> Assignment
Below are records; work out how many of their lines contain the word "sequined" and reply with the number only.

_____

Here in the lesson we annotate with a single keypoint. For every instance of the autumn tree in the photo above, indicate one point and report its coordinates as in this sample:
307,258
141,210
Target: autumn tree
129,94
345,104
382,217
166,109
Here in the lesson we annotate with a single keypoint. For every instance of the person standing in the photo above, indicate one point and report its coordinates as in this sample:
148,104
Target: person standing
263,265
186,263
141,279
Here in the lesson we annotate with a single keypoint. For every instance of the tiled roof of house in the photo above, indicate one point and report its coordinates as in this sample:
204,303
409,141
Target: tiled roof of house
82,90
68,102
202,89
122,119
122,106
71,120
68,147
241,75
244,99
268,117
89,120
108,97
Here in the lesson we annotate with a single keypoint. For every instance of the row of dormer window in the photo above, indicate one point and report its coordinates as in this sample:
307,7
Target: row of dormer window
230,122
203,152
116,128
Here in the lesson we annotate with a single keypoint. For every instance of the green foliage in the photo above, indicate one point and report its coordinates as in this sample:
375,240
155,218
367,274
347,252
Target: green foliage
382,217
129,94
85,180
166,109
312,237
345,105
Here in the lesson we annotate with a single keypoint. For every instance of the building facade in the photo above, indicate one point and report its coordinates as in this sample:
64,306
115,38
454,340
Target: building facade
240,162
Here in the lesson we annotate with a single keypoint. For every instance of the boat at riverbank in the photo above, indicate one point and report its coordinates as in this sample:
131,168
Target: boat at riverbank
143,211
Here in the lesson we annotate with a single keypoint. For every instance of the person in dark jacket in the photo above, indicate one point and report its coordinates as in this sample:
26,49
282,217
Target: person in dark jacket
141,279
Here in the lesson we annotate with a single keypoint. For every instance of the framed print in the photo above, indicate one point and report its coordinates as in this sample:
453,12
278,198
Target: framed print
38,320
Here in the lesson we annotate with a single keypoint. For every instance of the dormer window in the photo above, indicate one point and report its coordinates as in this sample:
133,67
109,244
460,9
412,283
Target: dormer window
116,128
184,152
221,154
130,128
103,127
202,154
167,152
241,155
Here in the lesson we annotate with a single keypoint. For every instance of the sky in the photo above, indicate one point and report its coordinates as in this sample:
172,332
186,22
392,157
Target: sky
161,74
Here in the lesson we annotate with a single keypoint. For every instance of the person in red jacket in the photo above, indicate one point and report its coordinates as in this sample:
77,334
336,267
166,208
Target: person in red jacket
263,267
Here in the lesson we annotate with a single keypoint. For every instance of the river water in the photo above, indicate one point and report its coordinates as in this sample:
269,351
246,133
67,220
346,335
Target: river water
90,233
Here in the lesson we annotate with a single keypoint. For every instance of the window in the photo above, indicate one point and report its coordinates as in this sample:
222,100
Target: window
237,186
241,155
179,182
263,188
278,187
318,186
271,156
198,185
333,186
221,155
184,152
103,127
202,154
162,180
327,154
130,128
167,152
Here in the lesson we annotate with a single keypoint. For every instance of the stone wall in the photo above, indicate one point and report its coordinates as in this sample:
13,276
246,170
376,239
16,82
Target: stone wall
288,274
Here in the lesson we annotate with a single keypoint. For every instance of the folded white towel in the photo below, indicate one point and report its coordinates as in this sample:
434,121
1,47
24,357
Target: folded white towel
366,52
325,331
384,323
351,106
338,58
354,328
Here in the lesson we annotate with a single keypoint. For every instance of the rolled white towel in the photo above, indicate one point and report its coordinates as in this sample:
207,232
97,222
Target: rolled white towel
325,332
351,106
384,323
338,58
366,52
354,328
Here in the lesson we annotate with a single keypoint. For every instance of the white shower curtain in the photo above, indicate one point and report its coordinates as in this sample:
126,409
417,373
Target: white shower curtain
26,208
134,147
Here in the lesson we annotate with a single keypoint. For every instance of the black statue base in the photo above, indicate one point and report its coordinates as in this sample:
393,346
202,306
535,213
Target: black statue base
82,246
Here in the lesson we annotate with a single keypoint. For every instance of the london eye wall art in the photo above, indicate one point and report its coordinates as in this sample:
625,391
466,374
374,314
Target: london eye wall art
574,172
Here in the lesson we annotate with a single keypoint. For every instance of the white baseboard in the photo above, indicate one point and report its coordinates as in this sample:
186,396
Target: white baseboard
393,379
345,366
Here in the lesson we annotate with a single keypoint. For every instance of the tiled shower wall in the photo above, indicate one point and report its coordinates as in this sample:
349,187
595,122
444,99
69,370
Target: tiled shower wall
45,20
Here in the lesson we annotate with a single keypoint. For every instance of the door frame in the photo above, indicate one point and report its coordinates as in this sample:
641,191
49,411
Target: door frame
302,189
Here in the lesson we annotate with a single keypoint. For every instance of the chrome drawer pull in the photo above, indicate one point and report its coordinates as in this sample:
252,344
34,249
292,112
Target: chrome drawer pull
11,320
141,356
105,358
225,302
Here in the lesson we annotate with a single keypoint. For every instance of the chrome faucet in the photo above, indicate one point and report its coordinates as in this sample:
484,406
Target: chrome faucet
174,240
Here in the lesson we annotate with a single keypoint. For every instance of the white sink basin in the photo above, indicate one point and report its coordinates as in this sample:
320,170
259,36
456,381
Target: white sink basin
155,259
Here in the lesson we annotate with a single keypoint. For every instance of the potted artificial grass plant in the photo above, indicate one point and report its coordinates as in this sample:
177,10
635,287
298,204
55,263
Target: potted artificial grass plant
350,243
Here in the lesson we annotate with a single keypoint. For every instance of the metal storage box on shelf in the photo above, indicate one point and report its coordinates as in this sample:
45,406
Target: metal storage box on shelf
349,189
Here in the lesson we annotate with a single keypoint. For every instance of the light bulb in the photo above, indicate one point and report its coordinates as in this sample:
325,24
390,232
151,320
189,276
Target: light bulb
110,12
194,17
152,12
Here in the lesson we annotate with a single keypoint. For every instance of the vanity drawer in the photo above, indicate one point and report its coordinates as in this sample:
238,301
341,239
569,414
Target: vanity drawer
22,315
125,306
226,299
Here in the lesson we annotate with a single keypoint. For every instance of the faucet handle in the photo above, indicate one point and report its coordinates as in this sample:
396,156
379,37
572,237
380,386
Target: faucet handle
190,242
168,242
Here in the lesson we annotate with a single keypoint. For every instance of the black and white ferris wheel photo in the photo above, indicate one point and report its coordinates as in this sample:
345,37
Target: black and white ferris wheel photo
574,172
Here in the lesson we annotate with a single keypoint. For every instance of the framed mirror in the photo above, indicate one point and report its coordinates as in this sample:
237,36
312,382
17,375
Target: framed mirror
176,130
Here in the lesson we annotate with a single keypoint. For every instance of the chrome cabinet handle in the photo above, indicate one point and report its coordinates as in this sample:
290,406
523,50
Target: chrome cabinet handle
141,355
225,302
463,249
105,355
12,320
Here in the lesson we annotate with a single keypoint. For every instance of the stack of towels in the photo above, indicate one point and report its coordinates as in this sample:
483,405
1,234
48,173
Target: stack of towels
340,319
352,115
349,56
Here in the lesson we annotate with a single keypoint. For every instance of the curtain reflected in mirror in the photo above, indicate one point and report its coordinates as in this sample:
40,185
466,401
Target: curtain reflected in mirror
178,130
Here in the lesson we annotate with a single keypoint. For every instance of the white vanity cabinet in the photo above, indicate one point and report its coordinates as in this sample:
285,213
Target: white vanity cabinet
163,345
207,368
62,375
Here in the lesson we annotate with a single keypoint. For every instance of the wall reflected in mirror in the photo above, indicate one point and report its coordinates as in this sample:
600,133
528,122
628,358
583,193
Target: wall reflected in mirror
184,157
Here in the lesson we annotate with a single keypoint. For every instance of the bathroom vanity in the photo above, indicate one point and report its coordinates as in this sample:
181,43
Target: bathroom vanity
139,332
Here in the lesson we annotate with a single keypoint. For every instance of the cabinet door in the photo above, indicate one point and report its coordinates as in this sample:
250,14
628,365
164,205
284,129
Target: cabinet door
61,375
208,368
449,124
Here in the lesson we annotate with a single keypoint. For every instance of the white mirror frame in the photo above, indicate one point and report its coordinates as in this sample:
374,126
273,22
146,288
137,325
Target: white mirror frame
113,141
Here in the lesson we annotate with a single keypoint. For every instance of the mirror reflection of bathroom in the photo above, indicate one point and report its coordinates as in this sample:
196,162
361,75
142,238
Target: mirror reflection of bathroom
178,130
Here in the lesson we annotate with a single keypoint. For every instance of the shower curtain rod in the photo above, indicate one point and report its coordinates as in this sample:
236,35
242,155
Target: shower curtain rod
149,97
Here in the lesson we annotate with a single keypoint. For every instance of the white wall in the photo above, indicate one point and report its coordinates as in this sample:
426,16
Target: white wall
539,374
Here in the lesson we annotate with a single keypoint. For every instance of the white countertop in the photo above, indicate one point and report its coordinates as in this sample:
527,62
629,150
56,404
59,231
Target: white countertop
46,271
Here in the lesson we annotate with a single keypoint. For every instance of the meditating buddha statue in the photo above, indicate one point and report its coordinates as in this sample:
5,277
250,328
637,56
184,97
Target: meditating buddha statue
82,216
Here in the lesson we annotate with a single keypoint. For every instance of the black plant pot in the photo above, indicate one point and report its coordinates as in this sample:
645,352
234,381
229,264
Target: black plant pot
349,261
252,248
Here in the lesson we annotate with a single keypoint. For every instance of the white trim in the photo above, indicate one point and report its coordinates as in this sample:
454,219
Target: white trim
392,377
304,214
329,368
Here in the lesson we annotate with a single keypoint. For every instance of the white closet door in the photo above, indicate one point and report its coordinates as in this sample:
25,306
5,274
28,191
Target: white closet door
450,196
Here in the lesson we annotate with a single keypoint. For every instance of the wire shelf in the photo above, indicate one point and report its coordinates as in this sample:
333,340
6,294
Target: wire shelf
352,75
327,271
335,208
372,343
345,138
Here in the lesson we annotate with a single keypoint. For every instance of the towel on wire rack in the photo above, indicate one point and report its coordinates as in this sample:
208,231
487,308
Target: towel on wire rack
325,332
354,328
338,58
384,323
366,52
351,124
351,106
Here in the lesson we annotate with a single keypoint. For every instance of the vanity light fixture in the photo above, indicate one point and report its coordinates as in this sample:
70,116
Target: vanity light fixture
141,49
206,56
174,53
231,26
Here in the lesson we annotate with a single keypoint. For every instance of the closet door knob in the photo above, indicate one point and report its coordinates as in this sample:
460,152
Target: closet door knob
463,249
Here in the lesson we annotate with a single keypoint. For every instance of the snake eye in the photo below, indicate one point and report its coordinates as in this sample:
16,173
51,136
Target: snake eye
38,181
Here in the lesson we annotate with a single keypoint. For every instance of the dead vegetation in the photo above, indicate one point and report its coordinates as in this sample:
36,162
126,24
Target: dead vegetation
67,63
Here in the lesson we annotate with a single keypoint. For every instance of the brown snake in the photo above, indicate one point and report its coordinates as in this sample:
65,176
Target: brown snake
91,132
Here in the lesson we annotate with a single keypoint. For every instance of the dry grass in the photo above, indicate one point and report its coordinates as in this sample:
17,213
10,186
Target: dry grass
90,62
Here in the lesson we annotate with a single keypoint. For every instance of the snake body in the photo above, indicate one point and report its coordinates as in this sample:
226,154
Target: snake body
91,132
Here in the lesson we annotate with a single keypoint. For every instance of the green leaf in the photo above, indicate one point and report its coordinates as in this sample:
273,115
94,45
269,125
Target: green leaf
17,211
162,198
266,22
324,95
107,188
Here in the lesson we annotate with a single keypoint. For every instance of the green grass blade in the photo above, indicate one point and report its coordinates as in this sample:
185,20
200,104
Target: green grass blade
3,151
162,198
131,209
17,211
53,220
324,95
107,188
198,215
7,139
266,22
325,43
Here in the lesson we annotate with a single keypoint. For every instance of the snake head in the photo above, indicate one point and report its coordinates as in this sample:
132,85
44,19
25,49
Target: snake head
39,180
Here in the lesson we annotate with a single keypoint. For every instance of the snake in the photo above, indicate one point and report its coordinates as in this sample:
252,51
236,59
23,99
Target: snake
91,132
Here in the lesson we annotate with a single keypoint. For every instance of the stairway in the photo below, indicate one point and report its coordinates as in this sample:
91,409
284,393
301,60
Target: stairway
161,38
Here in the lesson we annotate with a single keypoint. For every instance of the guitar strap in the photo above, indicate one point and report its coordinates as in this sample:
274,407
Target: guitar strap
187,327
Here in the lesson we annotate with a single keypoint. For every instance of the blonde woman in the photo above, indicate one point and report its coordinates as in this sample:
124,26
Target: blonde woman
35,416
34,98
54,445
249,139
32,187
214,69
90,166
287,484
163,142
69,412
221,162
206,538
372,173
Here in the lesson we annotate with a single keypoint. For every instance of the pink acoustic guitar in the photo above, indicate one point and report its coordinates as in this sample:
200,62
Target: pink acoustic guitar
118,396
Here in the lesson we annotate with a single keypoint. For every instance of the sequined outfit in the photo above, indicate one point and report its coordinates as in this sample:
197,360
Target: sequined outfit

_____

> Reply to the exercise
2